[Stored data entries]
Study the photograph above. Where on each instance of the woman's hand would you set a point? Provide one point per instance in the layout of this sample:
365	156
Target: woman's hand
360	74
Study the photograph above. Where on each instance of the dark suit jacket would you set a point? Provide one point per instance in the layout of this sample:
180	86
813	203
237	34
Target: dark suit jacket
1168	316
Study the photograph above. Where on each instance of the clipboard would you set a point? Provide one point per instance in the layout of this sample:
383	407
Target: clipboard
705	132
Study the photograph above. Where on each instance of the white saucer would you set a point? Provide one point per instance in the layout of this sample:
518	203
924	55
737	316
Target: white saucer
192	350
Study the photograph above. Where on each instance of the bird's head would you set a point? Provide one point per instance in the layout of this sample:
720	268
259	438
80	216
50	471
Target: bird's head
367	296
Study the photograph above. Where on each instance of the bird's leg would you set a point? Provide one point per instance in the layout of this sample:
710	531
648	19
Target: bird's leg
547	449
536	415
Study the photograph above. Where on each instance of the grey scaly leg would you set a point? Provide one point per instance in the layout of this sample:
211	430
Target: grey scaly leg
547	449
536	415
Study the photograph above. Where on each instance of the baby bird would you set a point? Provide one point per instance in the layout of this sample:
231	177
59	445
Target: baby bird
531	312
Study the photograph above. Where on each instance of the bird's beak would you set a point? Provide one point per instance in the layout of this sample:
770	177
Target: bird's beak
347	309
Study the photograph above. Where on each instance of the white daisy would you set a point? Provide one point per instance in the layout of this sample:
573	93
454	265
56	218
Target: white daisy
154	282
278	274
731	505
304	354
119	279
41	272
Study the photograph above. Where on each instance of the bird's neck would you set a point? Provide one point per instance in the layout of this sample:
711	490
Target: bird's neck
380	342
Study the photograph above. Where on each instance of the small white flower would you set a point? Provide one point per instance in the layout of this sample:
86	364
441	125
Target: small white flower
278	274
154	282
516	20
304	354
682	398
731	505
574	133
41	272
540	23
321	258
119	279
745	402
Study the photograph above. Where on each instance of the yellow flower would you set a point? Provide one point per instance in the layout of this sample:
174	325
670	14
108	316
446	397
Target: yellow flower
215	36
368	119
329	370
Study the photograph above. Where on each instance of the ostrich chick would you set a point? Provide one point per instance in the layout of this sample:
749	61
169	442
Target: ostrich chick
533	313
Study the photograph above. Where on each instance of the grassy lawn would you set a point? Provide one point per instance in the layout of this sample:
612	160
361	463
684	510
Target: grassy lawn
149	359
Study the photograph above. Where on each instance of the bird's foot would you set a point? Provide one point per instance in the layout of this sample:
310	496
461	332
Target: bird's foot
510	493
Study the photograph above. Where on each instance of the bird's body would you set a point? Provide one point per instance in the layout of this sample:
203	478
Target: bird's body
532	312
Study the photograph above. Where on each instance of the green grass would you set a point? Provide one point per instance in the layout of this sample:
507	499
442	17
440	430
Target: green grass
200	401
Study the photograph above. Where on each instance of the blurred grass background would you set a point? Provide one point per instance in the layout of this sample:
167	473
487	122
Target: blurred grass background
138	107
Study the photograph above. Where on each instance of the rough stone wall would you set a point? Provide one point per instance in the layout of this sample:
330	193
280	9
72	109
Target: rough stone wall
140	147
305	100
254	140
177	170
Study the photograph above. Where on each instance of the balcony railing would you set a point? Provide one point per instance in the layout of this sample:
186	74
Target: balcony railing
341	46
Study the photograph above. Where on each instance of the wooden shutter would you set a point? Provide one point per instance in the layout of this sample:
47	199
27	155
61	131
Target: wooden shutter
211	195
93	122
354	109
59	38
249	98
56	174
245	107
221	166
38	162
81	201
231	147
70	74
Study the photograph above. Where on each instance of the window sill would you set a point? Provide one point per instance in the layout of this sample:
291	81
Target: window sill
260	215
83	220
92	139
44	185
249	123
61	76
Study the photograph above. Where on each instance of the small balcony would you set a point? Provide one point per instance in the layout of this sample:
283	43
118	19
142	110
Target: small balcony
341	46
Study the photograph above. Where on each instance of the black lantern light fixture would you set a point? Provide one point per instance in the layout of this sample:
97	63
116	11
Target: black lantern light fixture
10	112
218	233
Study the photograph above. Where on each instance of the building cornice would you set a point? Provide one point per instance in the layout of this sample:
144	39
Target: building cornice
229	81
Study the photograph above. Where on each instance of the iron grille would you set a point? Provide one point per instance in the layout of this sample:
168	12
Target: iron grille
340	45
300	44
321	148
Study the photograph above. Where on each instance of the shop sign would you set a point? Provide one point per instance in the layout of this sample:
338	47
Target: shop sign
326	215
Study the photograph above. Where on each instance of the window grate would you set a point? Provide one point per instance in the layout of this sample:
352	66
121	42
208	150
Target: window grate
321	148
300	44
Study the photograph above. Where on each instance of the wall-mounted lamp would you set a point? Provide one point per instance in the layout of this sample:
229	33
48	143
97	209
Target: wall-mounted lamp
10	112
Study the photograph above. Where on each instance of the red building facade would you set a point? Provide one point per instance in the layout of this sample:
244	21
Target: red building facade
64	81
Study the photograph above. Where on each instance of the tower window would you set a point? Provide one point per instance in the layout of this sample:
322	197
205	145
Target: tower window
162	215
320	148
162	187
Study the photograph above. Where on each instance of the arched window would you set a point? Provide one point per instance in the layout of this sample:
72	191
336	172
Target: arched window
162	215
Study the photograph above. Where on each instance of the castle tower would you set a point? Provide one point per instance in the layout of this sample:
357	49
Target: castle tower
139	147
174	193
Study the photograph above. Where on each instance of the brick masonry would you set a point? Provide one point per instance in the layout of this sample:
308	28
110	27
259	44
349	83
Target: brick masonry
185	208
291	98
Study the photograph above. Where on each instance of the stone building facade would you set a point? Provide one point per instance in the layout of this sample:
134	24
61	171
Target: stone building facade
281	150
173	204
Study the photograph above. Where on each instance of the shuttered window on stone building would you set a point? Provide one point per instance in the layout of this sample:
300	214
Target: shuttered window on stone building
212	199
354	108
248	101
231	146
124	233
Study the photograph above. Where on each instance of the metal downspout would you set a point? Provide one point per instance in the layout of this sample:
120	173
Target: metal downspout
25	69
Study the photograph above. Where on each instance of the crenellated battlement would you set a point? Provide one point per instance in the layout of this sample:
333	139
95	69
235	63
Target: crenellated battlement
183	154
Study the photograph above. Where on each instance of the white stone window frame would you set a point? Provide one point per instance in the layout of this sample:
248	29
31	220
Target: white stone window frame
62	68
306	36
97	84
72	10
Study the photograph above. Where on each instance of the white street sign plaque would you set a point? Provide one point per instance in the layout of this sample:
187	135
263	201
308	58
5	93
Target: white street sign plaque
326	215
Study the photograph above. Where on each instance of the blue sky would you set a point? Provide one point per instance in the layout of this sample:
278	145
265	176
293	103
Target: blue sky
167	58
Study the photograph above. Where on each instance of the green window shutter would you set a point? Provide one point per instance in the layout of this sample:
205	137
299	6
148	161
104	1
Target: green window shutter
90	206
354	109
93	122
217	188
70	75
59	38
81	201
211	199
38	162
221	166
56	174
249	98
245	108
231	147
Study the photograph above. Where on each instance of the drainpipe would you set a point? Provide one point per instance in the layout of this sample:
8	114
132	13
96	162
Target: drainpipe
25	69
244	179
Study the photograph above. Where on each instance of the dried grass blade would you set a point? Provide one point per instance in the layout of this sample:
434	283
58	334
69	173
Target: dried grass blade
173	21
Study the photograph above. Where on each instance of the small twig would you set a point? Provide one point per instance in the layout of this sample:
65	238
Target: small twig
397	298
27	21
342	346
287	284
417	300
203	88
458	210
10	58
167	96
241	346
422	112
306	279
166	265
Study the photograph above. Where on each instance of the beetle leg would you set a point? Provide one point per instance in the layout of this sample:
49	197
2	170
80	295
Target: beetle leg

What to do:
Go through the records above and, whenever a line includes the word "beetle", copy it.

Result of this exercise:
Study the photograph above. Where on each instance of the beetle leg would you set a point? Provide one point per instance in the layout of this sample:
Target: beetle leg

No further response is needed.